§ **Stated goal a**: Condense the paragraph beginning "In the case of Harben v Phillip" in the passage on valid company meetings below into a short bulleted list that keeps its main facts.

§ **Document passage**:
[Start]
- Meeting should be called by proper authority
The first essential requisite of a valid meeting is that it should be called by a proper authority. Obviously the only proper authority is the Board of directors, except when the meeting has, in the event of default by the directors, been called by the requisitionists or by the Tribunal.
In the case of Harben v Phillip:Certain directors held a meeting of the Board but they prevented some lawfully constituted directors from attending the meeting. A quorum was, however, present. It was held that as the meeting of the Board was unlawful, the notice convening the general meeting also became invalid.
- Notice [S. 101]
The second requirement of a valid meeting is that a proper notice of the meeting should be given to the members. Notice should be given to every member of the company. Deliberate omission to give notice to a single member may invalidate the meeting, 46 although an accidental omission to give notice to, or non-receipt of it by, a member will not be fatal. [S. 101(4)].
[End]
§ **Data for processing**:
[Start]
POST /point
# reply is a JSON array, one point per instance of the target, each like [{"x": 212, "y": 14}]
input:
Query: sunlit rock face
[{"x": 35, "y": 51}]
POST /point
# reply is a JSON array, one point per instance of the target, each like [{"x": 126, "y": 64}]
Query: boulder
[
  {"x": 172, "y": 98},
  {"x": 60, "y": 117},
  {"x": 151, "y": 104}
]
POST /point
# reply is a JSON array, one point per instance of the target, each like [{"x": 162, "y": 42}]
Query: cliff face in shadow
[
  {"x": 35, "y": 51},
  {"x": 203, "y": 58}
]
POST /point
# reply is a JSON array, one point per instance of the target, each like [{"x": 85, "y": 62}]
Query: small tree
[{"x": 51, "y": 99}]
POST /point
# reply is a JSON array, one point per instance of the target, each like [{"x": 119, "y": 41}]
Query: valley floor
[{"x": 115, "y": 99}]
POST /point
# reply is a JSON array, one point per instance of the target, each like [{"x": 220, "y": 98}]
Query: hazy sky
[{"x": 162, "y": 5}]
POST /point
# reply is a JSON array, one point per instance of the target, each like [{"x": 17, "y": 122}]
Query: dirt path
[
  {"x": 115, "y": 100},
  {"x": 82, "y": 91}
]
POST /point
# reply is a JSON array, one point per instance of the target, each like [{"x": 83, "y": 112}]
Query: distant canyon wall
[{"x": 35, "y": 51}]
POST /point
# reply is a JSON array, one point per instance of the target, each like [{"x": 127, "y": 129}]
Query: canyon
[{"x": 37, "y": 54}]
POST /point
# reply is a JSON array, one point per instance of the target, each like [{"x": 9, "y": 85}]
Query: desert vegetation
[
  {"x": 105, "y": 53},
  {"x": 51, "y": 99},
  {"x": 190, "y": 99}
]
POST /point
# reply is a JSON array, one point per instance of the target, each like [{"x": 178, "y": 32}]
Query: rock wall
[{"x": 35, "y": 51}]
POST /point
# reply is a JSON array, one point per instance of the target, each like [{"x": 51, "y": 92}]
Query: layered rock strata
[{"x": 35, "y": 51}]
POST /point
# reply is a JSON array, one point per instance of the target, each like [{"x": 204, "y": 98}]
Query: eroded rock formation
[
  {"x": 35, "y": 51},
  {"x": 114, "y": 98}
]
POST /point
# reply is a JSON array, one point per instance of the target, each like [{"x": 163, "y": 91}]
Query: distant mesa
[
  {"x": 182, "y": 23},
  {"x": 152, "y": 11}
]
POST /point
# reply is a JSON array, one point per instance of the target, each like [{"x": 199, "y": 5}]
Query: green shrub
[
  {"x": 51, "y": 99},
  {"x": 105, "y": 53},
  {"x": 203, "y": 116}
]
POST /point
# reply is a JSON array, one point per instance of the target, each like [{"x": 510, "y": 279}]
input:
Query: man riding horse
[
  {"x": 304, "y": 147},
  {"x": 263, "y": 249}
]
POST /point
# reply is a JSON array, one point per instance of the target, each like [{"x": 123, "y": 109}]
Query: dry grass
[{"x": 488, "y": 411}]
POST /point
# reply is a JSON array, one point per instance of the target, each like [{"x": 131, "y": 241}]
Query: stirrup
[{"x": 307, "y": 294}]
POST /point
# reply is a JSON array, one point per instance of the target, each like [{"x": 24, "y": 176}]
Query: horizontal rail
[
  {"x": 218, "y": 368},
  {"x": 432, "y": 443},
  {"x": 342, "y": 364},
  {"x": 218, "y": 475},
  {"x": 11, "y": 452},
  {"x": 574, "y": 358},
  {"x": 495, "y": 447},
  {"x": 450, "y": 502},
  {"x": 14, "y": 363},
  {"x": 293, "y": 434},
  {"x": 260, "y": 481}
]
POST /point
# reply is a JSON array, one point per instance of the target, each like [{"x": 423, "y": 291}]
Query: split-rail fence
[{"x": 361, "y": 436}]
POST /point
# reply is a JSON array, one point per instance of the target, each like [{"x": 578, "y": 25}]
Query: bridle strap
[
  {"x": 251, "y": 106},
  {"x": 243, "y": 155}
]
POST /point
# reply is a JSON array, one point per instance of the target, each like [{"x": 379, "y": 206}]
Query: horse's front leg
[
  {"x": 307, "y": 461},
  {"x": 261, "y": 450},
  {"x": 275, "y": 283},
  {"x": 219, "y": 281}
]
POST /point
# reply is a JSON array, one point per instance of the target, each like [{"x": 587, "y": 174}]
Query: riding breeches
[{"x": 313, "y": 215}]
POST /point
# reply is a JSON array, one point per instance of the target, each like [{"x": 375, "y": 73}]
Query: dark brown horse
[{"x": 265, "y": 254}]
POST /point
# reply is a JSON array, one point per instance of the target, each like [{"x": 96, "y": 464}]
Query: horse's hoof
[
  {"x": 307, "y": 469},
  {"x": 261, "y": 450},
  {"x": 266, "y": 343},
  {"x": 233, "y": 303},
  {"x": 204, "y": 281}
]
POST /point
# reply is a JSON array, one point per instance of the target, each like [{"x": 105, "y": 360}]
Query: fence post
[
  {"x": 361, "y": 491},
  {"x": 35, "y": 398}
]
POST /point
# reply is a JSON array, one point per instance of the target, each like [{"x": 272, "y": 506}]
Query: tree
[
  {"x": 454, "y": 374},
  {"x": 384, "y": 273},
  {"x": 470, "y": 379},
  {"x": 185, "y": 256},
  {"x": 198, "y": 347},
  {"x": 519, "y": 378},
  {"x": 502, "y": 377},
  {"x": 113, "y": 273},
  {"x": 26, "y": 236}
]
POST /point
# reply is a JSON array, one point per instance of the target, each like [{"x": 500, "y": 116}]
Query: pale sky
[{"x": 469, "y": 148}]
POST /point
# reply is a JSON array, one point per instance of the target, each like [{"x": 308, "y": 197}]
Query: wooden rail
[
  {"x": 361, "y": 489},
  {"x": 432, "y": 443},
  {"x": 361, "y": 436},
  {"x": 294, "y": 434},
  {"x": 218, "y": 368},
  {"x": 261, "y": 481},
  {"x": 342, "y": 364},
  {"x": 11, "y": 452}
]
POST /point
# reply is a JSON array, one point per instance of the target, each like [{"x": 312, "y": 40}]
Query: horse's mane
[End]
§ **Stated goal b**: Tally the lines in the listing above that contain the string "wall" and reply with the number only.

§ **Exercise response a**:
- In Harben v Phillip, certain directors held a Board meeting but prevented some lawfully constituted directors from attending.
- A quorum was present anyway.
- It was held that the Board meeting was unlawful, so the notice convening the general meeting also became invalid.

§ **Exercise response b**: 2